## Reading text
CAN WE DESIGN A MARKET FOR COMPETITIVE HEALTH INSURANCE?
PROBLEMS IN HEALTH INSURANCE MARKETS
Insurance for health care arises as consumers face uncertain future events (illness) with the
possibility of high payouts (the costs of care for a particularly complex condition can easily be
beyond most individuals’ ability to pay). Health insurance is actually health care insurance, that
is the insurance covers all or partial reimbursement of health care expenses although one can
conceptualise health insurance as compensation for a loss in health status, such as a fixed
amount paid conditional on the occurrence of some event such as death, loss of a limb. However,
most health states are not as readily verifiable as the loss of a body part, so the basis for payment
is the use of health services, leading to a much greater degree of moral hazard than in more
general insurance markets (Pauly 2000). Another problem with verification, although not generally
recognised, (Hall, Viney 2000) is the urgency required for much health care treatment. Providers not
only verify the need for treatment, but also the type and extent of services required, and their cost.
Providers’ incomes are enhanced by insurance - in Australia, as in many other countries the origins
of health insurance lie in provider attempts to protect their incomes.
Informational problems also affect the relationship between insurers and consumers. To the
extent that insurers have limited capacity to verify health status, and therefore predict future health
expenditure, they are subject to adverse selection. However, there are some groups whose high
demand for health care is more certain, those with complex, chronic diseases and perhaps in
the future those with poor genetic inheritance, and these people will be excluded from the health
insurance market. In all developed countries except the US, the exclusion of certain groups from
health insurance and health care is simply not tolerated.

## What the task asks
Copy out the whole text on health insurance markets word for word. The records that come next are separate material and have no tie to the text.

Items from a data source
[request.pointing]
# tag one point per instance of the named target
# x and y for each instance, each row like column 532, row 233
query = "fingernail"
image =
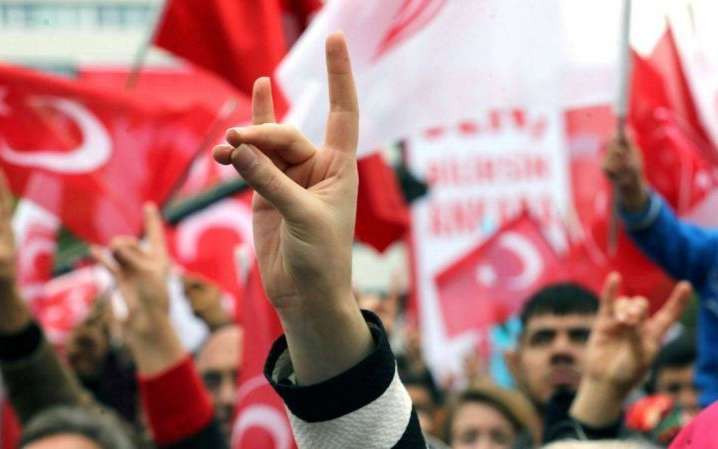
column 233, row 134
column 243, row 158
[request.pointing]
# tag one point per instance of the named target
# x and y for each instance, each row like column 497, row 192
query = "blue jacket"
column 690, row 253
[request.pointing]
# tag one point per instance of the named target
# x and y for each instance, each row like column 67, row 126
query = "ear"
column 513, row 363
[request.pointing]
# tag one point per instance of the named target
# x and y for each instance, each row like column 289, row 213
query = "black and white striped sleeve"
column 365, row 407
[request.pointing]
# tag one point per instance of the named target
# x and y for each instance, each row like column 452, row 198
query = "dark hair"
column 678, row 353
column 565, row 298
column 99, row 426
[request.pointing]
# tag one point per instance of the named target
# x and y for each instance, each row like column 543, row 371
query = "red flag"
column 674, row 159
column 382, row 212
column 180, row 88
column 262, row 421
column 589, row 261
column 491, row 282
column 65, row 301
column 205, row 243
column 240, row 40
column 89, row 156
column 35, row 232
column 666, row 60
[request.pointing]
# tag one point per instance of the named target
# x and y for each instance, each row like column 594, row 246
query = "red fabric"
column 9, row 427
column 491, row 282
column 64, row 302
column 674, row 159
column 125, row 151
column 206, row 242
column 382, row 213
column 262, row 421
column 701, row 433
column 176, row 88
column 238, row 40
column 666, row 59
column 176, row 403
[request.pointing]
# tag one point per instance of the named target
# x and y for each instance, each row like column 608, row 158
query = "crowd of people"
column 348, row 373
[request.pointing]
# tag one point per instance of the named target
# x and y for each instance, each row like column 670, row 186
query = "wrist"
column 15, row 314
column 156, row 351
column 598, row 403
column 325, row 340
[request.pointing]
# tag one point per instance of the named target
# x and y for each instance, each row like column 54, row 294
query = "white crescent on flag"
column 531, row 264
column 94, row 151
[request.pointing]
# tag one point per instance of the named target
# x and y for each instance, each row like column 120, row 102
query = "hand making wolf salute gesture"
column 624, row 343
column 304, row 211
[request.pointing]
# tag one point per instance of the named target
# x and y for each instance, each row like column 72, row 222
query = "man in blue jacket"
column 684, row 250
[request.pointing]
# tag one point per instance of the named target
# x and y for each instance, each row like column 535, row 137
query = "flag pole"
column 621, row 108
column 141, row 55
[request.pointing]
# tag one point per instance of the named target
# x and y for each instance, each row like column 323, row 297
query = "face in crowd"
column 479, row 425
column 490, row 417
column 549, row 357
column 218, row 363
column 673, row 374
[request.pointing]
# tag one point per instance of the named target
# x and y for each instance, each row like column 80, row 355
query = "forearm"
column 597, row 404
column 324, row 342
column 13, row 310
column 156, row 352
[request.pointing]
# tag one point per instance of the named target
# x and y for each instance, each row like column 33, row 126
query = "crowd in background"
column 587, row 365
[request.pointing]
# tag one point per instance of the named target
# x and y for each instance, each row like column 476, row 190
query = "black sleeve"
column 365, row 406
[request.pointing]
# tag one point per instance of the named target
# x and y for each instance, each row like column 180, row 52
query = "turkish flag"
column 89, row 156
column 205, row 243
column 181, row 88
column 65, row 301
column 492, row 281
column 261, row 421
column 239, row 40
column 382, row 213
column 667, row 62
column 674, row 157
column 36, row 232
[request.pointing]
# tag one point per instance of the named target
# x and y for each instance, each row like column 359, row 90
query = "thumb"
column 268, row 180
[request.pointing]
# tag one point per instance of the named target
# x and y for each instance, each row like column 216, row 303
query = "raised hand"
column 140, row 271
column 14, row 314
column 623, row 345
column 623, row 166
column 304, row 212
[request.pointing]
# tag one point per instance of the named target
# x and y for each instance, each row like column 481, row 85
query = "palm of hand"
column 624, row 341
column 281, row 246
column 305, row 203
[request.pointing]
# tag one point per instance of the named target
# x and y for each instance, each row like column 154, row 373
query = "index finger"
column 611, row 287
column 154, row 228
column 262, row 103
column 6, row 201
column 343, row 121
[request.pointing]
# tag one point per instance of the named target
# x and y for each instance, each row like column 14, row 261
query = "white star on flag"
column 4, row 108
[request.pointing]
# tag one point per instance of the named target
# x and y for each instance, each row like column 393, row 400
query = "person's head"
column 427, row 399
column 490, row 417
column 673, row 372
column 556, row 323
column 68, row 427
column 89, row 343
column 218, row 362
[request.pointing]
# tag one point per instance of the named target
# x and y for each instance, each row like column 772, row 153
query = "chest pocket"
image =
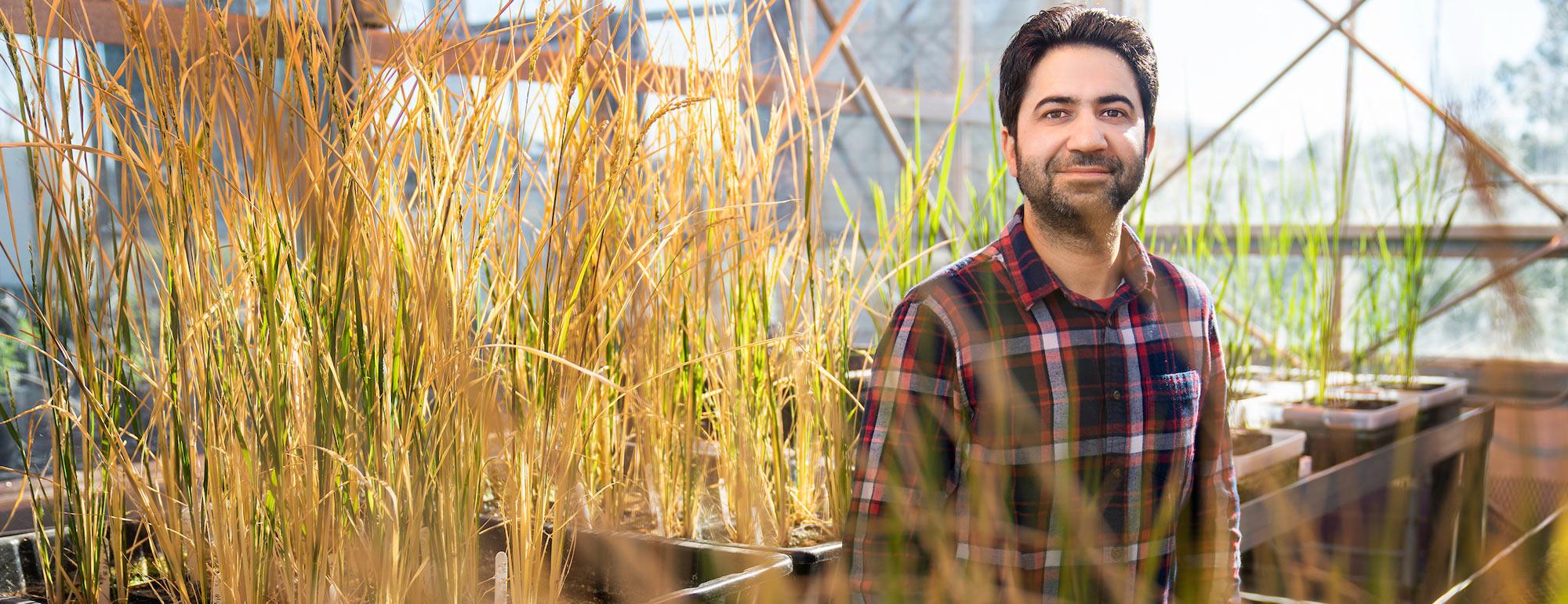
column 1174, row 428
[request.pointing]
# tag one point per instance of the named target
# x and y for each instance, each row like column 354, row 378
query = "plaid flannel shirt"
column 1025, row 443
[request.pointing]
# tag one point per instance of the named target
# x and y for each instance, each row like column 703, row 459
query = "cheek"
column 1131, row 139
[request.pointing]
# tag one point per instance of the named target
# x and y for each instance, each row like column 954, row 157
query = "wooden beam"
column 1487, row 241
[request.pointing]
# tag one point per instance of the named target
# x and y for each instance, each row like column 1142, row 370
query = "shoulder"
column 1183, row 286
column 965, row 286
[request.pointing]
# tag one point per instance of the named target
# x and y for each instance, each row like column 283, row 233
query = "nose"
column 1087, row 136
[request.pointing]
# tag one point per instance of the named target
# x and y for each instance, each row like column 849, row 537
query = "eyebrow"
column 1062, row 100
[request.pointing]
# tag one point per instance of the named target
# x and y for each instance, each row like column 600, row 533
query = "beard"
column 1072, row 209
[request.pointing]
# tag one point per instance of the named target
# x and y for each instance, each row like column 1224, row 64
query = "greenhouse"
column 785, row 302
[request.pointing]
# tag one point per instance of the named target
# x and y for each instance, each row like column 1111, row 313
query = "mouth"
column 1084, row 173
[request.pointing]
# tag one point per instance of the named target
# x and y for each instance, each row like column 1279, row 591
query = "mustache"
column 1078, row 159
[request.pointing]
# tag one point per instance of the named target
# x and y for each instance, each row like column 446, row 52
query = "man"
column 1047, row 417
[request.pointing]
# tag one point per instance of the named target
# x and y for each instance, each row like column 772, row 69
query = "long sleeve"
column 906, row 462
column 1210, row 540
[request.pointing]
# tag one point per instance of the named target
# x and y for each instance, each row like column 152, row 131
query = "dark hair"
column 1076, row 24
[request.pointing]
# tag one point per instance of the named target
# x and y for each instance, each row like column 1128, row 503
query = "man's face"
column 1080, row 148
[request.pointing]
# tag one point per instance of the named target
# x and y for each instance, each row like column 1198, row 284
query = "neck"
column 1087, row 263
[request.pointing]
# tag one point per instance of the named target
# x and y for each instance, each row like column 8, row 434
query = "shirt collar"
column 1034, row 280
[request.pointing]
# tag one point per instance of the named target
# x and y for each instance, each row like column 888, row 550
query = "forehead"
column 1081, row 71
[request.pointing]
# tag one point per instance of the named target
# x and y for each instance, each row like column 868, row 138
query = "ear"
column 1011, row 153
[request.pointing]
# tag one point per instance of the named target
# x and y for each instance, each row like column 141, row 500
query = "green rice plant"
column 1403, row 283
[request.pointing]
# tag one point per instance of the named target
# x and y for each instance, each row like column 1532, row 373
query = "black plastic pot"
column 23, row 577
column 816, row 573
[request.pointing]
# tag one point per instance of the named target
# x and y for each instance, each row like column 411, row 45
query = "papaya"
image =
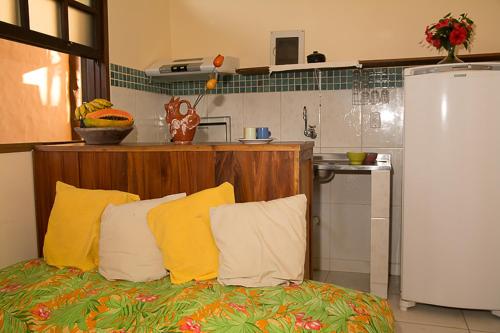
column 108, row 118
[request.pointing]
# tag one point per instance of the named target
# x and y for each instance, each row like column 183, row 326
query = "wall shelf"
column 317, row 65
column 367, row 63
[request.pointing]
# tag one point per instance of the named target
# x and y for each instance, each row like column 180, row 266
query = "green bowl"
column 355, row 157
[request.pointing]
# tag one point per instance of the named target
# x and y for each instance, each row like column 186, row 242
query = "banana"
column 104, row 102
column 99, row 105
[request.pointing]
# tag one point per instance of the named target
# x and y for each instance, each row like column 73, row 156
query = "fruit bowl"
column 103, row 135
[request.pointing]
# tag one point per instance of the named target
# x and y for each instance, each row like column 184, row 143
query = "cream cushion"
column 261, row 243
column 127, row 248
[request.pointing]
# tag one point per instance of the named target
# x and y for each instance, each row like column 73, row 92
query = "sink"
column 325, row 165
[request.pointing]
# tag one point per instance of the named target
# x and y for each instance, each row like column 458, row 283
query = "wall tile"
column 227, row 105
column 124, row 98
column 201, row 108
column 150, row 105
column 340, row 121
column 390, row 133
column 263, row 110
column 292, row 122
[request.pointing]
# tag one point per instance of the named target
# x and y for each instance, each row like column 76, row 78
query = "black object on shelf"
column 316, row 57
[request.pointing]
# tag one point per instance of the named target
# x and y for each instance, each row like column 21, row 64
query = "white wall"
column 341, row 29
column 139, row 32
column 17, row 208
column 342, row 239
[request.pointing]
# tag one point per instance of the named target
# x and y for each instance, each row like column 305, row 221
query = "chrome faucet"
column 309, row 130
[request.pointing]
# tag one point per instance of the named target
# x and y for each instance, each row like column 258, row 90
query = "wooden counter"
column 258, row 172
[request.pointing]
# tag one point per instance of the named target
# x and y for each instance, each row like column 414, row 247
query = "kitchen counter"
column 206, row 146
column 325, row 166
column 340, row 162
column 258, row 172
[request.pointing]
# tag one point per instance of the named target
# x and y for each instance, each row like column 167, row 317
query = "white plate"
column 255, row 141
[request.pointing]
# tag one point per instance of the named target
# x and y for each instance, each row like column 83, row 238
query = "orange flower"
column 190, row 326
column 10, row 287
column 146, row 298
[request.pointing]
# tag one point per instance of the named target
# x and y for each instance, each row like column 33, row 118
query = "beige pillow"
column 127, row 248
column 261, row 243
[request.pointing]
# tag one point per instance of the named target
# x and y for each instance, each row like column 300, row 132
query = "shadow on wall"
column 35, row 101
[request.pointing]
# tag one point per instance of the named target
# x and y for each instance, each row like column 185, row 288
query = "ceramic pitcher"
column 182, row 127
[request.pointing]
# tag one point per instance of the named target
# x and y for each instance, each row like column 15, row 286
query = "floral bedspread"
column 35, row 297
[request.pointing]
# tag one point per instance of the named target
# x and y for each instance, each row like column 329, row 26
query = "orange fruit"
column 219, row 60
column 211, row 84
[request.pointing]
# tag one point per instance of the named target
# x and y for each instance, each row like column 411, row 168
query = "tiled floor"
column 421, row 318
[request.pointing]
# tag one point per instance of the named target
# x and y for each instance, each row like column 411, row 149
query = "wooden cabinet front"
column 258, row 173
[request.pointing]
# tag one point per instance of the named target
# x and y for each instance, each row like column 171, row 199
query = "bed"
column 36, row 297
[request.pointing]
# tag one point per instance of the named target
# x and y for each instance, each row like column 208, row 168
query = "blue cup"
column 263, row 133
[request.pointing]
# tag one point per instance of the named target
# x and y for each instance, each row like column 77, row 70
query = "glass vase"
column 451, row 58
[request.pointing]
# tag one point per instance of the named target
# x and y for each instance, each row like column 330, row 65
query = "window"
column 287, row 47
column 77, row 31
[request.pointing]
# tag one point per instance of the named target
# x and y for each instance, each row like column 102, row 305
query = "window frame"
column 94, row 61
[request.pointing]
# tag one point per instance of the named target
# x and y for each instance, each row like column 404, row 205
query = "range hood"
column 190, row 69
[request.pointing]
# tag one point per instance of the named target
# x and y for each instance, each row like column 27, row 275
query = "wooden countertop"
column 215, row 146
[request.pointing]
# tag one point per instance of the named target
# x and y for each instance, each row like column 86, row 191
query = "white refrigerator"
column 451, row 187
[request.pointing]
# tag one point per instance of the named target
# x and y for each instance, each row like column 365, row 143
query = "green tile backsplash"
column 331, row 79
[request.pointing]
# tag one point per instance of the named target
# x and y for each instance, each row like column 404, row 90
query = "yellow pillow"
column 182, row 231
column 72, row 237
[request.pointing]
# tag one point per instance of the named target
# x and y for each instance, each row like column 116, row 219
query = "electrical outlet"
column 375, row 120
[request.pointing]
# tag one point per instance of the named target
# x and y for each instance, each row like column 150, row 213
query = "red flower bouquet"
column 449, row 33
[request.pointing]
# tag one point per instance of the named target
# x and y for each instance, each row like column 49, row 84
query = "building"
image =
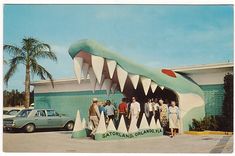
column 101, row 73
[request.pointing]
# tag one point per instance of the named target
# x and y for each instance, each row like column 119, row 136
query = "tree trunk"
column 27, row 86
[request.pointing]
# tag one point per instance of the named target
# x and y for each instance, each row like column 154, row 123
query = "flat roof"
column 186, row 69
column 204, row 66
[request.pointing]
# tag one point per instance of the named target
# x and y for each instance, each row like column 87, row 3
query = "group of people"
column 131, row 111
column 166, row 113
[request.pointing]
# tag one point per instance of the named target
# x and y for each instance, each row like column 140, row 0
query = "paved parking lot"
column 60, row 141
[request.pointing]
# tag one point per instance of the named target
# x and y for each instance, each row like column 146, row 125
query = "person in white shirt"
column 134, row 110
column 148, row 109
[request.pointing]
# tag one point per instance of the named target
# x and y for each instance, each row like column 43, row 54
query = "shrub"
column 207, row 123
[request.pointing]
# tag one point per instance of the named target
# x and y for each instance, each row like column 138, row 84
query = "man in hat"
column 94, row 115
column 110, row 110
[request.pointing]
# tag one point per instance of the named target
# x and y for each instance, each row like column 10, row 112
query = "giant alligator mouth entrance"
column 109, row 75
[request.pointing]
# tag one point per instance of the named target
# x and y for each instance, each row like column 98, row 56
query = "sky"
column 158, row 36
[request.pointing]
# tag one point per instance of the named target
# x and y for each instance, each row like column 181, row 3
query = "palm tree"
column 28, row 55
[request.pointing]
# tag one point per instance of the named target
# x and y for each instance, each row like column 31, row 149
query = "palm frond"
column 43, row 50
column 13, row 50
column 41, row 71
column 29, row 44
column 13, row 66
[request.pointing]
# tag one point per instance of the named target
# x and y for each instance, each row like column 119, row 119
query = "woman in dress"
column 163, row 108
column 173, row 118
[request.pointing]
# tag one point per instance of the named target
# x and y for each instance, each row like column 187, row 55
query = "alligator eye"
column 169, row 72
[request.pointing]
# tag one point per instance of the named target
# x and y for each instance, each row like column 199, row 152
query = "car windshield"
column 13, row 112
column 24, row 113
column 5, row 112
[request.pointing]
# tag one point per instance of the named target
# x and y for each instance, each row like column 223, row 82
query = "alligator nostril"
column 169, row 72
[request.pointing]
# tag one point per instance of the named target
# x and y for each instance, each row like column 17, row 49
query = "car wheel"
column 69, row 126
column 29, row 128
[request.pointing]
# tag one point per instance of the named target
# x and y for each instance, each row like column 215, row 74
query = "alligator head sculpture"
column 114, row 71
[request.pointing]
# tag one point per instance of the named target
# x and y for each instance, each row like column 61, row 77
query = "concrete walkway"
column 61, row 141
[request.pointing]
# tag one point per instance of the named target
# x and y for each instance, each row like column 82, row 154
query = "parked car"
column 10, row 111
column 31, row 119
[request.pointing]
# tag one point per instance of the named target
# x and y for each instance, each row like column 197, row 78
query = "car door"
column 54, row 119
column 40, row 119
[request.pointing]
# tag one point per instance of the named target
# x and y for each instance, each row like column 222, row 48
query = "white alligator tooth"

## Solution for this exercise
CAN WE DESIGN A MARKET FOR COMPETITIVE HEALTH INSURANCE?
PROBLEMS IN HEALTH INSURANCE MARKETS
Insurance for health care arises as consumers face uncertain future events (illness) with the
possibility of high payouts (the costs of care for a particularly complex condition can easily be
beyond most individuals’ ability to pay). Health insurance is actually health care insurance, that
is the insurance covers all or partial reimbursement of health care expenses although one can
conceptualise health insurance as compensation for a loss in health status, such as a fixed
amount paid conditional on the occurrence of some event such as death, loss of a limb. However,
most health states are not as readily verifiable as the loss of a body part, so the basis for payment
is the use of health services, leading to a much greater degree of moral hazard than in more
general insurance markets (Pauly 2000). Another problem with verification, although not generally
recognised, (Hall, Viney 2000) is the urgency required for much health care treatment. Providers not
only verify the need for treatment, but also the type and extent of services required, and their cost.
Providers’ incomes are enhanced by insurance - in Australia, as in many other countries the origins
of health insurance lie in provider attempts to protect their incomes.
Informational problems also affect the relationship between insurers and consumers. To the
extent that insurers have limited capacity to verify health status, and therefore predict future health
expenditure, they are subject to adverse selection. However, there are some groups whose high
demand for health care is more certain, those with complex, chronic diseases and perhaps in
the future those with poor genetic inheritance, and these people will be excluded from the health
insurance market. In all developed countries except the US, the exclusion of certain groups from
health insurance and health care is simply not tolerated.